Aim of the exercise:
Locate the line containing "dark purple grape.", then please write out that line and all the lines below it in the entries exactly.

Data excerpts:
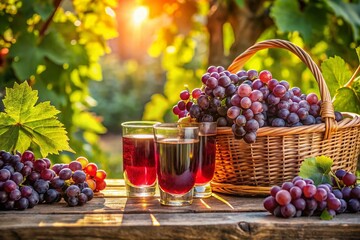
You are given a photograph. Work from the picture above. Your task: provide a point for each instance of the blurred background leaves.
(103, 62)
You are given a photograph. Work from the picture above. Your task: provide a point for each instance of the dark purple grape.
(79, 176)
(72, 191)
(278, 122)
(288, 211)
(39, 165)
(51, 196)
(41, 186)
(17, 178)
(26, 191)
(299, 204)
(88, 192)
(279, 91)
(28, 156)
(349, 179)
(338, 116)
(203, 102)
(270, 204)
(353, 205)
(4, 175)
(251, 125)
(250, 137)
(9, 186)
(65, 174)
(15, 195)
(47, 174)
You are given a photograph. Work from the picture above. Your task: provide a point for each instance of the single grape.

Task answer:
You are given a photograph. Work from the picture above. Your task: provide a point for each instance of the dark purple grape.
(79, 176)
(72, 191)
(278, 122)
(288, 211)
(39, 165)
(51, 196)
(41, 186)
(17, 178)
(26, 191)
(299, 204)
(88, 192)
(279, 91)
(28, 156)
(349, 179)
(338, 116)
(203, 102)
(270, 204)
(353, 205)
(4, 175)
(251, 125)
(250, 137)
(9, 186)
(65, 174)
(15, 195)
(47, 174)
You are given a photograph. Work from the picture above. Your task: provide a point for each instance of the single grape.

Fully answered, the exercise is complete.